Sayfa alıntısı:
▬▬▬▬▬▬

Sosyal Medya

Makale

İmanın gücü

İnanmak, insanın potansiyelini harekete geçiren en önemli etkendir. Bir insan gerçek anlamıyla inandığında, o inancı uğruna her türlü fedakârlığı yapabilecek bir psikolojik vasata sahip olmaktadır. Hem tarihte hem de bugün bunu gözlemlemek mümkündür. Çünkü böylesi inanmak, inanılan şeyle bütünleşmek anlamını taşımaktadır ve gereğini yerine getirecek duygusal tamlığı da inşa etmek anlamındadır.

İnanmak, yanılgıyı içinde taşıdığı durumlarda dahi bir duygu olarak bu işleve sahiptir. Yani herhangi bir duruma yönelik inanç; yanıltıcı ve yanlış olsa da aynı düzeyi oluşturabiliyor. O yüzden ideoloji ile iman çoğu kez karıştırılıyor. Ama sahici anlamda inanmak hep bir adım öndedir ve taşıdığı potansiyel ile değişimin mihveri olmaktadır. Sahici olmayan inançlar, sahici düzeyde bir inanmayla benimsendiği zaman onlar da aynı düzlemi inşa edebilirler. Ama sonuç itibarı ile onlar yerlerinden olmaya maruz kalabilecekleri gibi, muhalefeti de içinde taşıyan bir meşruluğu peşinen oluştururlar. Bu yüzden gerçek anlamda bir inanma eylemi beraberinde mutluluğu getirir, bir sükûneti işaret eder. İnanmak sükûnet ile beraber sahiciliğini belirgin kılar.

▬▬▬▬▬▬

Görev: İmanın gücü üzerine yazının "İnanmak, insanın potansiyelini" ile başlayıp "inşa etmek anlamındadır." ifadesine kadar süren kısmını yeniden yazın ve bu kısımda "fedakârlığı" ifadesini "özveriyi" ile değiştirin.

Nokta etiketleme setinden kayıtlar
▬▬▬▬▬▬

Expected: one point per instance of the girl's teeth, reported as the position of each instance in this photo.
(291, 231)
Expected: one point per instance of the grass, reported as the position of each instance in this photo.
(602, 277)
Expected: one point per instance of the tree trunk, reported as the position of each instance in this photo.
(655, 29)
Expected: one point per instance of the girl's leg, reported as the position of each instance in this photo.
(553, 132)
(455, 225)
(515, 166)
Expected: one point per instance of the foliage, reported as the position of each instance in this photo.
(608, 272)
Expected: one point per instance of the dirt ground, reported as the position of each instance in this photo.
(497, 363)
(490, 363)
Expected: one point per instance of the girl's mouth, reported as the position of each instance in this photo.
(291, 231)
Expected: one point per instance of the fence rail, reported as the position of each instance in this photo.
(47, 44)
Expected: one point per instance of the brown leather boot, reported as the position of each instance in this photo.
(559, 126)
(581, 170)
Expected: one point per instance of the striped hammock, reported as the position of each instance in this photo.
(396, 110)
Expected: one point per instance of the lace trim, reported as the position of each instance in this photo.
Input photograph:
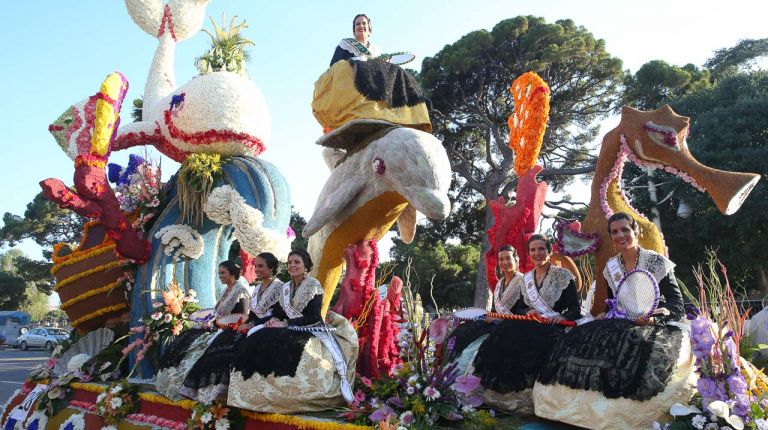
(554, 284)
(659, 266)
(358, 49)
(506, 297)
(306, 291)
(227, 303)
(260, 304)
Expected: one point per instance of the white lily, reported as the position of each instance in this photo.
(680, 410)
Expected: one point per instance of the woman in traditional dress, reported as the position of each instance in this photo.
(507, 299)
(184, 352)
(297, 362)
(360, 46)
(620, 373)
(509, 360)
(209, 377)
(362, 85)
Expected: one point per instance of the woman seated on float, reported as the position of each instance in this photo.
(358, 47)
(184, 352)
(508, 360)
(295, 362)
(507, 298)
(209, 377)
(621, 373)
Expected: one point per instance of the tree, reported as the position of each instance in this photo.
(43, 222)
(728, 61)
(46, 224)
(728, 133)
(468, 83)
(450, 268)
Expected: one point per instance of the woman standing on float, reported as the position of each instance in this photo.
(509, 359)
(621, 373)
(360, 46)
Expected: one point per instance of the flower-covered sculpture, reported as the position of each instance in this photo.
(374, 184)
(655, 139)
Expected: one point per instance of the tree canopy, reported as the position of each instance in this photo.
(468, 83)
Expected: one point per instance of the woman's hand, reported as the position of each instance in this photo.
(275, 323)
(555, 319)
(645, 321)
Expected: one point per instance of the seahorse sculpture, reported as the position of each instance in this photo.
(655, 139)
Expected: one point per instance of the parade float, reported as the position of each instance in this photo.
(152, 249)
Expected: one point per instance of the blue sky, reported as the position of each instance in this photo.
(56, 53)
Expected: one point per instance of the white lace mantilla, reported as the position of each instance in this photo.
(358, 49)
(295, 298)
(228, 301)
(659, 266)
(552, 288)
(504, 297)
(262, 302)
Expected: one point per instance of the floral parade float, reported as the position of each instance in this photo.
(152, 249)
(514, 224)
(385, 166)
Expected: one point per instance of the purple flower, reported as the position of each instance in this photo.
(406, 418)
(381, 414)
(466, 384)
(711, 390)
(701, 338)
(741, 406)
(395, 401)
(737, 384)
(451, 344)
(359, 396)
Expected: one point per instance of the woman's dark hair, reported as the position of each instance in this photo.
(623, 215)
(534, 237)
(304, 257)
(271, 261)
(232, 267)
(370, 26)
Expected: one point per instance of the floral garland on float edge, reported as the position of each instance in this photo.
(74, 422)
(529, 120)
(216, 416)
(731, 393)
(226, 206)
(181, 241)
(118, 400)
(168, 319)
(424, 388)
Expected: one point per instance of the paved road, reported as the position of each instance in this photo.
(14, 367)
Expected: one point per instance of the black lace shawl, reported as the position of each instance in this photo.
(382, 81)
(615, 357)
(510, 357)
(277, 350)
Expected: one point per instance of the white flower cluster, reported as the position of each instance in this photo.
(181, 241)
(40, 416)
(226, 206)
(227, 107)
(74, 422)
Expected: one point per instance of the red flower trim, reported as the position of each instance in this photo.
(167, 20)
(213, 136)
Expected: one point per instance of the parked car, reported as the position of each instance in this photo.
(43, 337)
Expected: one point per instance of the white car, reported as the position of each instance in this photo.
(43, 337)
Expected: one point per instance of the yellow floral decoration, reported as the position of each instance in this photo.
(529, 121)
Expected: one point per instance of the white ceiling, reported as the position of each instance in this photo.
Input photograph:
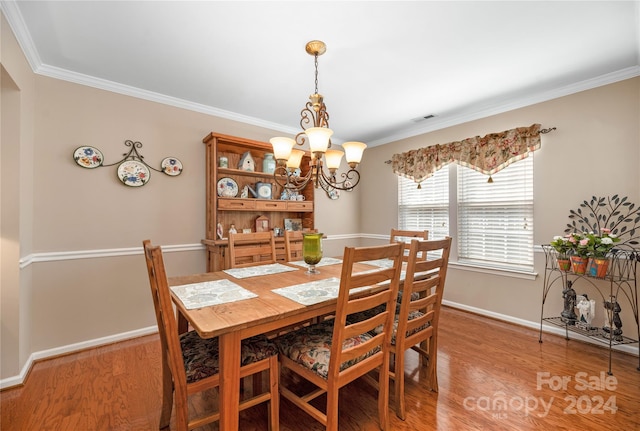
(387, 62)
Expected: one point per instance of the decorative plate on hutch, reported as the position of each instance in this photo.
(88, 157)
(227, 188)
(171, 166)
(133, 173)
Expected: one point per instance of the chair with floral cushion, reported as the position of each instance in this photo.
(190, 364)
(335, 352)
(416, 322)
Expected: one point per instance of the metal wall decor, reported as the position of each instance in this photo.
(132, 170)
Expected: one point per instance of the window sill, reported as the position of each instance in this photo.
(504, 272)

▬▬▬▬▬▬

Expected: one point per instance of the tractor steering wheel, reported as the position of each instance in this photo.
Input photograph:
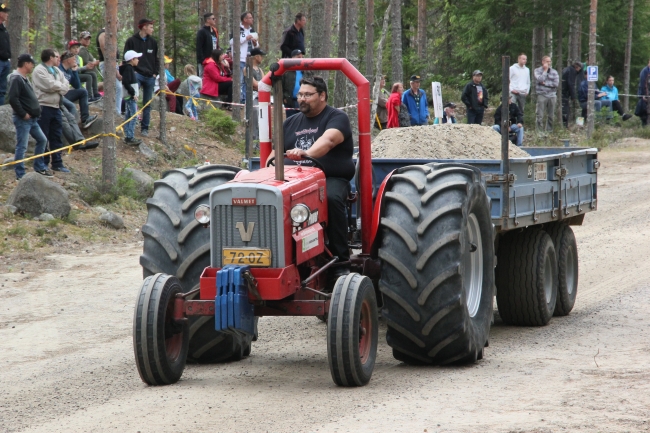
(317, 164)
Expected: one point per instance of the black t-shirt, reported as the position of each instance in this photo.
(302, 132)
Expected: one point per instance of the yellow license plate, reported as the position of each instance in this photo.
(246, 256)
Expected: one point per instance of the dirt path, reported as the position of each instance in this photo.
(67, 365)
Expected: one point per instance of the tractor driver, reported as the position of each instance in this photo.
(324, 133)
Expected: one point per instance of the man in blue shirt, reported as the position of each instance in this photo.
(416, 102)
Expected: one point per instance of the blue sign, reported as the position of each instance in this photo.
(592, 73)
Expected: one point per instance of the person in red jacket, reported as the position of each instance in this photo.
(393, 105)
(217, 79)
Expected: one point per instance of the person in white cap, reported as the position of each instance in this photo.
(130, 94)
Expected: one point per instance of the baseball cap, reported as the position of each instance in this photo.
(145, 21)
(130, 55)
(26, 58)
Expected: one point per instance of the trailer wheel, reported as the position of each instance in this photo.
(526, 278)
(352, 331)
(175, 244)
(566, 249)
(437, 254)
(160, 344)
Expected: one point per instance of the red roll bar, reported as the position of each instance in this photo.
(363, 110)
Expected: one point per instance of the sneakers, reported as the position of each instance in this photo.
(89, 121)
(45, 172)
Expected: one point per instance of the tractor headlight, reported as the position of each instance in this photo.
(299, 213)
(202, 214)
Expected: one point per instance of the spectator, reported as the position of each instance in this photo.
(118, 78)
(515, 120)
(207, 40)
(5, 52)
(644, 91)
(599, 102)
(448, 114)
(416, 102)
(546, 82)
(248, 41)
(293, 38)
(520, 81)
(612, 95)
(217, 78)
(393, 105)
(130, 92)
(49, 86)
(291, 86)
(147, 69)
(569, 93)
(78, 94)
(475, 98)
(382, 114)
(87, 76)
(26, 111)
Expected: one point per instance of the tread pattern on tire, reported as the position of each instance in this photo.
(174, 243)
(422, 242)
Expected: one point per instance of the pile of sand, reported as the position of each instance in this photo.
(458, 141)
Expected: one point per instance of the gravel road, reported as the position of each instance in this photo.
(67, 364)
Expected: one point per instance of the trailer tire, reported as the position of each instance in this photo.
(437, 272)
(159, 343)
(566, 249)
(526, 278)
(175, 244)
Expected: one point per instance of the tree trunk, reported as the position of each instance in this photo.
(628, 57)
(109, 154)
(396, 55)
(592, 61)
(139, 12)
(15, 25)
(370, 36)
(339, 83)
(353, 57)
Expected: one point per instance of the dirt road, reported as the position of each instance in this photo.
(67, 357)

▬▬▬▬▬▬

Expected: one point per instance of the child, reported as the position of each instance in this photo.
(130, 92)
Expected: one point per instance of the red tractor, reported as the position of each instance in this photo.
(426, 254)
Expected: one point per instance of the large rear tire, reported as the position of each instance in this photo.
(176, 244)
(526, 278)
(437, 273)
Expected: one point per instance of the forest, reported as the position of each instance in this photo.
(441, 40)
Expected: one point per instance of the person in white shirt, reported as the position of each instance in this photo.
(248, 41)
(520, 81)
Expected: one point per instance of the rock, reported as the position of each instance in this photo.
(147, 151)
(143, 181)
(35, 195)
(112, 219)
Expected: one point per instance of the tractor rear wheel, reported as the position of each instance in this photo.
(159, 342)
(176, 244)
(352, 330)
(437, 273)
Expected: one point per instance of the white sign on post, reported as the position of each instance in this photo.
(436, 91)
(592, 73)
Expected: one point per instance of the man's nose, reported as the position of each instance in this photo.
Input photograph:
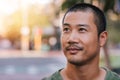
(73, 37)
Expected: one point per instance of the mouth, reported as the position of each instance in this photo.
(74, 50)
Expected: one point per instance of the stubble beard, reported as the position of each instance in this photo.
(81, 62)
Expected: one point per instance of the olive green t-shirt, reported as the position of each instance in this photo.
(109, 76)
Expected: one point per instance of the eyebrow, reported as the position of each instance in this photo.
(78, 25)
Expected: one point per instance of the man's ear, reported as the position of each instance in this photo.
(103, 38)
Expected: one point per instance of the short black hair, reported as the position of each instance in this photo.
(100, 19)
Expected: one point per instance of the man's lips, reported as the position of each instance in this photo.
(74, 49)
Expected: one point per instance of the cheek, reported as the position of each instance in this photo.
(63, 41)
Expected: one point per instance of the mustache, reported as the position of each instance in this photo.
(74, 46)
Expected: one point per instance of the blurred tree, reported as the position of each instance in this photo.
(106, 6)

▬▬▬▬▬▬

Çözüm:
İnanmak, insanın potansiyelini harekete geçiren en önemli etkendir. Bir insan gerçek anlamıyla inandığında, o inancı uğruna her türlü özveriyi yapabilecek bir psikolojik vasata sahip olmaktadır. Hem tarihte hem de bugün bunu gözlemlemek mümkündür. Çünkü böylesi inanmak, inanılan şeyle bütünleşmek anlamını taşımaktadır ve gereğini yerine getirecek duygusal tamlığı da inşa etmek anlamındadır.